Excerpted passage ▸
—————
Is a luxury apartment complex with “collective” rentals actually an illegal rooming house?
A legal aid attorney argued that it is, as she defended a tenant facing eviction from one of the new high-end apartment complexes that have popped up in recent years on the downtown edge of Wooster Square.
That complex is the 299-unit Olive & Wooster.
New Haven Legal Assistance Association attorney Rachel Scotch submitted her unlicensed-rooming-house argument last November in a filing made during an eviction case that was settled in housing court on Feb. 11. The landlord had filed to evict the tenant for nonpayment of rent back in September 2024.
In the “Special Defense” filing in the eviction case, Scotch argued that because her client was allegedly renting a single room (with a unique lock and room number) for exclusive use in a four-bedroom apartment, and because the rooms in the apartment were all leased separately, the complex was operating as an unlicensed rooming house in violation of city ordinances.
The definition of a rooming house, under the city’s housing code, is “any dwelling, or that part of any dwelling, containing one (1) or more rooming units in which space is let by the owner or operator to four (4) or more persons,” which is what the property’s developer advertised as the appeal of Olive & Wooster’s “collective” apartments back in 2022 (see more below).
—————
Working data ▸
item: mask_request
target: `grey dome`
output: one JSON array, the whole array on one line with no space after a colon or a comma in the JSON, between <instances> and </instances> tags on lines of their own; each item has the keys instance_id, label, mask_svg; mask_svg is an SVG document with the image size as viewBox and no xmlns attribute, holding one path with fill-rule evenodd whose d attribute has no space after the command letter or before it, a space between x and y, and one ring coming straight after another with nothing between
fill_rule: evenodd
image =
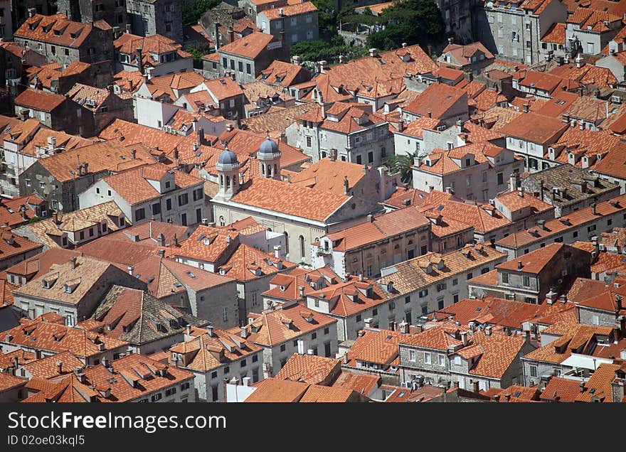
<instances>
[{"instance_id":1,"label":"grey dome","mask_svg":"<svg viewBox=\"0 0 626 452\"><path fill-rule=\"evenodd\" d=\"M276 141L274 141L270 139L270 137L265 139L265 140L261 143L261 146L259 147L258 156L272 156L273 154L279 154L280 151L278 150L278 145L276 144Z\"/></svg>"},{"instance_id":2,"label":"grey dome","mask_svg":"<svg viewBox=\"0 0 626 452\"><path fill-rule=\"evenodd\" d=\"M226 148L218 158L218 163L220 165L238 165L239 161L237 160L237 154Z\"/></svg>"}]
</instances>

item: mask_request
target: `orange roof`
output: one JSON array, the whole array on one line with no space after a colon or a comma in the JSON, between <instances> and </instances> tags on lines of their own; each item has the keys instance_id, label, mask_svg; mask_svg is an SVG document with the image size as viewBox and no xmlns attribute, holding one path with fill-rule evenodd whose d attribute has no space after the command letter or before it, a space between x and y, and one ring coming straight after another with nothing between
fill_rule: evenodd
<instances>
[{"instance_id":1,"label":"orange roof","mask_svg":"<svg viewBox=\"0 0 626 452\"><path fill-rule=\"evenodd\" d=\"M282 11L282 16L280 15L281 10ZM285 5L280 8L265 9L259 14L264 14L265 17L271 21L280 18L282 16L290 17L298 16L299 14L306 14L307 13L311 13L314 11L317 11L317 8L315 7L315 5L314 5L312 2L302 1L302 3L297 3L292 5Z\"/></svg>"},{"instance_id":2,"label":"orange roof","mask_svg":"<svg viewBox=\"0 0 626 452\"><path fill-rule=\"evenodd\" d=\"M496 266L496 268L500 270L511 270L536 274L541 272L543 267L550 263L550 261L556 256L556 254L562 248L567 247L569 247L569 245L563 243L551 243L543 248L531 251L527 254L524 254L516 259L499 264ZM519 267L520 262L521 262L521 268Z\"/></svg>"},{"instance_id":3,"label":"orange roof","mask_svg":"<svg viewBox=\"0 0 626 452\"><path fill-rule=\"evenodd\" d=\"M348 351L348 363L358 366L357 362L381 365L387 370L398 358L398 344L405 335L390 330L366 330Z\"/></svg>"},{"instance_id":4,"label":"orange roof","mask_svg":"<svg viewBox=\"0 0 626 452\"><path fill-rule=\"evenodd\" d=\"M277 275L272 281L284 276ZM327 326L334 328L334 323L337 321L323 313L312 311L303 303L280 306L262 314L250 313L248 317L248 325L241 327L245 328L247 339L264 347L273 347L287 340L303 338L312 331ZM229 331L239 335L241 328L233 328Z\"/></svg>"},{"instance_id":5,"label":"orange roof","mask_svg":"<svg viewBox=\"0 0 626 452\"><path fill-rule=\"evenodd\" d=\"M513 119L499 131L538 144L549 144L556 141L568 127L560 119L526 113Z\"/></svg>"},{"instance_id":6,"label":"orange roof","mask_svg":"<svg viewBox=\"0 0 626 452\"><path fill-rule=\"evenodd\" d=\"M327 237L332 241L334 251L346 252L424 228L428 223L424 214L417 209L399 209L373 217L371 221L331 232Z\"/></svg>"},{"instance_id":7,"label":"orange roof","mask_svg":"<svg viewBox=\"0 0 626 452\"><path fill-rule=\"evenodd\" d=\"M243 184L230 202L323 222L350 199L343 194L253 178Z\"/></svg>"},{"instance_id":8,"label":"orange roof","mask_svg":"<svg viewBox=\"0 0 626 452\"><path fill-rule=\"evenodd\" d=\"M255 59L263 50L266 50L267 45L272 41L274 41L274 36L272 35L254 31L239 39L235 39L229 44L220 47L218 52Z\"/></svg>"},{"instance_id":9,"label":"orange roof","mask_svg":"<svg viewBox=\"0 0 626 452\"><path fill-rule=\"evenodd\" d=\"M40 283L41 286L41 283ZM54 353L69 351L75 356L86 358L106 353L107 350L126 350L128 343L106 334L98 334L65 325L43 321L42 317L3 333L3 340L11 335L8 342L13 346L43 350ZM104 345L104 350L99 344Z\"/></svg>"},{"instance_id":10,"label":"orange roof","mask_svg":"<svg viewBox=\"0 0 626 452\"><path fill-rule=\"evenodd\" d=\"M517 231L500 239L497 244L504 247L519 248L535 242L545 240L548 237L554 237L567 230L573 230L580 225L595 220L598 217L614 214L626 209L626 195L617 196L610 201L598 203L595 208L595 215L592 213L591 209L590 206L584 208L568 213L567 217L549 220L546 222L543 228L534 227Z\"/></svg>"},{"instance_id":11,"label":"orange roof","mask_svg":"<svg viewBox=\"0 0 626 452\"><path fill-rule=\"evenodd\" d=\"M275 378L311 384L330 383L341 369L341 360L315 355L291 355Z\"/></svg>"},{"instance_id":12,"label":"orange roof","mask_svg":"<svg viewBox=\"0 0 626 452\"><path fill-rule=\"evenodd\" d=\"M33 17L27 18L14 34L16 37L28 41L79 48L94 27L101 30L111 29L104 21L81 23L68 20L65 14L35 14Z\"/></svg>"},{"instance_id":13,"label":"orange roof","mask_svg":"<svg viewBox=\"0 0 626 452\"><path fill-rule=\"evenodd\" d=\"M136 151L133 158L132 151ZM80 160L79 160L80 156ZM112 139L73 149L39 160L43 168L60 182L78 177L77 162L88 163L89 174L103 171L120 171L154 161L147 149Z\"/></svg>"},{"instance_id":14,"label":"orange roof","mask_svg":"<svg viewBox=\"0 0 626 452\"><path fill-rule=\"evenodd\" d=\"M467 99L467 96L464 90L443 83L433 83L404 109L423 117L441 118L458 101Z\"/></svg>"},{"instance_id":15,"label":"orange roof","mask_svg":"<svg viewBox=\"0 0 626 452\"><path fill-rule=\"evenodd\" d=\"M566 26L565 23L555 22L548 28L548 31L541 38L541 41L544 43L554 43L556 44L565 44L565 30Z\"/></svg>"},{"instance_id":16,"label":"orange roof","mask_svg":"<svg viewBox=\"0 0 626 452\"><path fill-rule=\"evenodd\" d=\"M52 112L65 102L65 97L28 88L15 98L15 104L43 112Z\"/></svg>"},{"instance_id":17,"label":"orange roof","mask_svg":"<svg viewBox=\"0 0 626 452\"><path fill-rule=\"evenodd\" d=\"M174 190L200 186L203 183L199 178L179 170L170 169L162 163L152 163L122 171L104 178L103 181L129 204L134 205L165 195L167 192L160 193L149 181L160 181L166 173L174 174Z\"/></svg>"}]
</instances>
—————
Task 1 ▸
Find every line of the listing that contains the string "target" and copy each one in full.
Task 2 ▸
Continue the article about the Olive & Wooster rooming-house argument from the point where it stops.

Written answer 1 ▸
target: `grey dome`
target: `orange roof`

Written answer 2 ▸
The city has spent the last several years battling with illegal rooming houses, which often have code violations that make them unsafe. New Haven recently reached a $14.5 million settlement with the estates of two men who died during a fire in an illegal rooming house in 2019. But those illegal rooming houses have largely been in older units and much smaller buildings, and the residents skew toward tenants looking for cheap rent.
Olive & Wooster, with its own pool, fitness center and even a dog grooming room, doesn’t fit that bill.
“[Rooming houses] need to be zoned and regulated. They have to be safe, and a lot of times when they’re being done illegally they are not safe,” Scotch told the Independent when asked about her rooming-house defense in this eviction case. “The risk is that there’s not safe egress. That’s usually the number one thing that happens with these places.”
She also stressed that safe and legal rooming houses often help people find housing in a city with a serious shortage. “We need legal ones, and a lot more of them. And not luxury,” she said.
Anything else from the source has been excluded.